Read the entries below and pull out each line with the string "field".

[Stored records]
[Start of section]

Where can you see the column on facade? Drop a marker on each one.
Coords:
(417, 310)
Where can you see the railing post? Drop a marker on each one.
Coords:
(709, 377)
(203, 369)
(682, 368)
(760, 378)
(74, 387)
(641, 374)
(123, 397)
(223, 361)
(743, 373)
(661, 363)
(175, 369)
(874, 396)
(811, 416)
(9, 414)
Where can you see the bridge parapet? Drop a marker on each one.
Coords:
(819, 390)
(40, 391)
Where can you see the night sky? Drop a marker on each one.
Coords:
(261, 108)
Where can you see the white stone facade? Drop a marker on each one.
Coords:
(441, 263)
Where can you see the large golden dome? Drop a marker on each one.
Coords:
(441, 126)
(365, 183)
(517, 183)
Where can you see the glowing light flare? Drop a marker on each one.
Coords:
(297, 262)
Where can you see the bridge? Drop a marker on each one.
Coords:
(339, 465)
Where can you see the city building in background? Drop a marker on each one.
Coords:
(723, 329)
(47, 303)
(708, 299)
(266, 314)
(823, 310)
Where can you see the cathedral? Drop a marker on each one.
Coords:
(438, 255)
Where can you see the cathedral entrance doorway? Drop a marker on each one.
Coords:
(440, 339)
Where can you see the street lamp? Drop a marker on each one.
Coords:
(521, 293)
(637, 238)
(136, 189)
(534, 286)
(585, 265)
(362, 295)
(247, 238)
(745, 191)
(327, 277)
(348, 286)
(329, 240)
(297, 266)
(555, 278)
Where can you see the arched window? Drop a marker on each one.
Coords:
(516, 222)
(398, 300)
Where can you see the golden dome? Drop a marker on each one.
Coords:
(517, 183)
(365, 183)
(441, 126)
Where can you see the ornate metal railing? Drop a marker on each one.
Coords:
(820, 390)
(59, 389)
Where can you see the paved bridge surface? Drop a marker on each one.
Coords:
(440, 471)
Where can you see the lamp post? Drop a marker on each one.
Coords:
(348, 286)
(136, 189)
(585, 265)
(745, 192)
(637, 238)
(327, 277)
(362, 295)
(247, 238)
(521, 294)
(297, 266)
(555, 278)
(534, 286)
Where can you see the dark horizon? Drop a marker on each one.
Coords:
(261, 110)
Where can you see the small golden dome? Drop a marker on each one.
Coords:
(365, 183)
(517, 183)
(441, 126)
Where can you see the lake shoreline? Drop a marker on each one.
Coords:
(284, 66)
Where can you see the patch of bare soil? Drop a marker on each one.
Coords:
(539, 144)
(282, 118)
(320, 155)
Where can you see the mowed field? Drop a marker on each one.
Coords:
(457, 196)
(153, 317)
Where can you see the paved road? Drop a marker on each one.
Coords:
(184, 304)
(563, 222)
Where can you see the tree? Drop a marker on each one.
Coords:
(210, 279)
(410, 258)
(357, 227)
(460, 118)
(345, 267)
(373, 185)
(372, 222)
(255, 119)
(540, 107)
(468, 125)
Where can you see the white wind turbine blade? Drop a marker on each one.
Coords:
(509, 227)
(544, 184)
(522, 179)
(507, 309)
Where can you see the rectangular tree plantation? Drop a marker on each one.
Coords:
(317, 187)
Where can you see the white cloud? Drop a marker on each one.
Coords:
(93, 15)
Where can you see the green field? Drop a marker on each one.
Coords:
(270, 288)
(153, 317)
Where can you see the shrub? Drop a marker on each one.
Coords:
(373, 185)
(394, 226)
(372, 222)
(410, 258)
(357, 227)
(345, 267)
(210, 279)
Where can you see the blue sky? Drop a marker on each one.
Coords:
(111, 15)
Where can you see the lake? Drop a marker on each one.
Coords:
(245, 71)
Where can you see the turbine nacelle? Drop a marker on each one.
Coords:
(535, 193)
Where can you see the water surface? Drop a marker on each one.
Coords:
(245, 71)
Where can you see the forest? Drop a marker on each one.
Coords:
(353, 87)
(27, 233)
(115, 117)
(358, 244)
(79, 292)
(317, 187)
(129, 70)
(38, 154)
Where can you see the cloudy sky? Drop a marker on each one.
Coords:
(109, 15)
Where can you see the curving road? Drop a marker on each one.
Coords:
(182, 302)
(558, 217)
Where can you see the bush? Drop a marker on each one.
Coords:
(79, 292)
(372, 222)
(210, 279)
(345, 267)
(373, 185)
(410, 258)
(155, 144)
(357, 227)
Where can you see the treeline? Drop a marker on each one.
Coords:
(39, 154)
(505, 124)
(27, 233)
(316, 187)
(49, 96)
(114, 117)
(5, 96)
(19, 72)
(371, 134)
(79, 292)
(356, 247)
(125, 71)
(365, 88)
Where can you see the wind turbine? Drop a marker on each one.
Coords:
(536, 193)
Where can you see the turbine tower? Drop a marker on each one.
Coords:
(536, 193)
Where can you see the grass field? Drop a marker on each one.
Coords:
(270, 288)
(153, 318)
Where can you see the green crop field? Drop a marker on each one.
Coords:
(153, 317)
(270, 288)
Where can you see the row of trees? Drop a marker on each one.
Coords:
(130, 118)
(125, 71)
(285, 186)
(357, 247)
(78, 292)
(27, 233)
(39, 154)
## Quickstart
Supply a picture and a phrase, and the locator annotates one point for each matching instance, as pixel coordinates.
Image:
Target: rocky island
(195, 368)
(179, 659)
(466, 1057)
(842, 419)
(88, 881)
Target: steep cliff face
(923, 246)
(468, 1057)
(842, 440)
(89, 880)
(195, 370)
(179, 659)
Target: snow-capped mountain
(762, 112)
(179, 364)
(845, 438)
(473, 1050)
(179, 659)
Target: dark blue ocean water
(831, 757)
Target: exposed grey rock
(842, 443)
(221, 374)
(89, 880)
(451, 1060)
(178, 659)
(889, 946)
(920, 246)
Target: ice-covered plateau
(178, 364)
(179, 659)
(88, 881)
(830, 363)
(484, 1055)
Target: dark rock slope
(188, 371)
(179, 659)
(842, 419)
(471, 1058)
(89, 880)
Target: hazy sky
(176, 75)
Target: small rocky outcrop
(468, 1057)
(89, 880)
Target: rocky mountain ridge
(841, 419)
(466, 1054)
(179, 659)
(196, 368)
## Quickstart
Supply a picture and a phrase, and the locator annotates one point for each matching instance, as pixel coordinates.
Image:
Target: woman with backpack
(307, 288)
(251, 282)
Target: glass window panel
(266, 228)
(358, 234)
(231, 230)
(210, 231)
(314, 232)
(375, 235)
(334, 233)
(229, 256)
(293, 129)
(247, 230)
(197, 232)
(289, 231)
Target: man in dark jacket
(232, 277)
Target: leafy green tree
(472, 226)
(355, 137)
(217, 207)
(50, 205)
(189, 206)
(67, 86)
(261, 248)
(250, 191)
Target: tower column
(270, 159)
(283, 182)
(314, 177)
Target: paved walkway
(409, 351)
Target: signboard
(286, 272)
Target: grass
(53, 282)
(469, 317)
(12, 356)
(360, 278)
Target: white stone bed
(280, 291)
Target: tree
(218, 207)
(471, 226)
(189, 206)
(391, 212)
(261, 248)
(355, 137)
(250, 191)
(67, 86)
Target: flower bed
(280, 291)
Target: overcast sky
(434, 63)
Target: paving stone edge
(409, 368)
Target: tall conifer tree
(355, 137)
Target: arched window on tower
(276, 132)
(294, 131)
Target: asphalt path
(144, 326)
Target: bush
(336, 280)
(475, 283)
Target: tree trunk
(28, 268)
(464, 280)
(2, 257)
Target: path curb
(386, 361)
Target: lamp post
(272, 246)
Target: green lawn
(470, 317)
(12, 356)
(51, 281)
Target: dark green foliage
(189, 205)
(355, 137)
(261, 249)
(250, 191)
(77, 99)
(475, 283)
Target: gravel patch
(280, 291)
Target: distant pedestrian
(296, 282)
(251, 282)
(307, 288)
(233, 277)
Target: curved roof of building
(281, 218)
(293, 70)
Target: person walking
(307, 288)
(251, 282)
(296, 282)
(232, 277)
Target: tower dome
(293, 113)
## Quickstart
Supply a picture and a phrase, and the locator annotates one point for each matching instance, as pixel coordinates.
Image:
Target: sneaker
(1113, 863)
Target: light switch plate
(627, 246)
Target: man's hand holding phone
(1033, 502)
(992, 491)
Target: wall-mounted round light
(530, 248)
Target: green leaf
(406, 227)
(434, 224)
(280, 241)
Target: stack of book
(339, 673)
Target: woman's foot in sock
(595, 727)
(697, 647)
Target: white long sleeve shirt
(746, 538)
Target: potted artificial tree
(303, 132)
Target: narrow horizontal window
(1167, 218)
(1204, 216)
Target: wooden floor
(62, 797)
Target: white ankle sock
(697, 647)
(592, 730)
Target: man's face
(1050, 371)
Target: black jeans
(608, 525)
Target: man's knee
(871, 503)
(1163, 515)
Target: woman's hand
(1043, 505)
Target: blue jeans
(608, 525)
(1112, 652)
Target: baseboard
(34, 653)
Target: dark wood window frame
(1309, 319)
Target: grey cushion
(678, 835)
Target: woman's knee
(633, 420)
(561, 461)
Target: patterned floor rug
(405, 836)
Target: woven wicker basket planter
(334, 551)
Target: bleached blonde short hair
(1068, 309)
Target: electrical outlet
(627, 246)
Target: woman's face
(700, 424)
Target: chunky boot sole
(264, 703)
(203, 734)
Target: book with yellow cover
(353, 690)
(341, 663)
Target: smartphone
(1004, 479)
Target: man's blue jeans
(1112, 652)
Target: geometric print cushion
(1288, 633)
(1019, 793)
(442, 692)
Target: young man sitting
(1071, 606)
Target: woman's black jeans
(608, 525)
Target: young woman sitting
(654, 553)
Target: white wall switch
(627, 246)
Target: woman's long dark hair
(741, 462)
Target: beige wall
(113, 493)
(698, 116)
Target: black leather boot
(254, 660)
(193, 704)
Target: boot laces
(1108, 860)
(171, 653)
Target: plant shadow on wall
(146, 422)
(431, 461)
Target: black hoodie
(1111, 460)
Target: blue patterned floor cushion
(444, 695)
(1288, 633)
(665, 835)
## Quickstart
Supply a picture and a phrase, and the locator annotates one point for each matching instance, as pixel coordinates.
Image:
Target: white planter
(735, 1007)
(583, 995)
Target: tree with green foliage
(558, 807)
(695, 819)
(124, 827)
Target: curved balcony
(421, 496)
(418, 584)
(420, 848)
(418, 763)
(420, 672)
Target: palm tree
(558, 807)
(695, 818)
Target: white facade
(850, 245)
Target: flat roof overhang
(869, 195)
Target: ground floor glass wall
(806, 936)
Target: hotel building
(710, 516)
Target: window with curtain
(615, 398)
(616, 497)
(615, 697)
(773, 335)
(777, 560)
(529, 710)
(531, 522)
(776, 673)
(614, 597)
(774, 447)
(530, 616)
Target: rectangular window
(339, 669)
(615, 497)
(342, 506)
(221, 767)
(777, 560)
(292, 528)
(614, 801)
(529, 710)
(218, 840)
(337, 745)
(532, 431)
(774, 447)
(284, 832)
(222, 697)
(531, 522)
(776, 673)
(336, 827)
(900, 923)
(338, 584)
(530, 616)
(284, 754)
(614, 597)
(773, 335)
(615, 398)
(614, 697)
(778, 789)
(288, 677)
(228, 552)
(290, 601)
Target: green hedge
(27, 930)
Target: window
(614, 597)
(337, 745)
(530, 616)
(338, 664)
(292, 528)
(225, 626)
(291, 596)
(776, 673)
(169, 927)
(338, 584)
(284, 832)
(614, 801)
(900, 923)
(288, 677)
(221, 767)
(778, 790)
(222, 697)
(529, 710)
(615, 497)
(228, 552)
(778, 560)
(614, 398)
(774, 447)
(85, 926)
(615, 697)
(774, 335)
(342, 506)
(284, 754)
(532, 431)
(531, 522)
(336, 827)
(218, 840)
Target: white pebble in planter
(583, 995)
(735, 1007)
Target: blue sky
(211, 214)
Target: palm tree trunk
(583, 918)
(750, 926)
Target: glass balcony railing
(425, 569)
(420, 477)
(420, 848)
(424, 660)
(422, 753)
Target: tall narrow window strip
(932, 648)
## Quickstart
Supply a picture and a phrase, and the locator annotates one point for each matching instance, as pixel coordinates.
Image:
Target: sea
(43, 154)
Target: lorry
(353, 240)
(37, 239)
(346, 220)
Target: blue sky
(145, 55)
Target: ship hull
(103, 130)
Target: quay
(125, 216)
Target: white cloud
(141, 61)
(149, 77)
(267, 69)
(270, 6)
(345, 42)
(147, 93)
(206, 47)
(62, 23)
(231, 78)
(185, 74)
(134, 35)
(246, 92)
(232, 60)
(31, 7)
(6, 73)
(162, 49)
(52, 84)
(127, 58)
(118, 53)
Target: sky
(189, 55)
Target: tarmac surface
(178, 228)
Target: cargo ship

[End of section]

● SOLVED PROBLEM:
Where can you see the mowed field? Drop a marker on each one.
Where can you see the green field? Drop a marker on each one.
Where can you see the grass field? Drop a marker on each one.
Where can you see the green crop field? Drop a marker on each one.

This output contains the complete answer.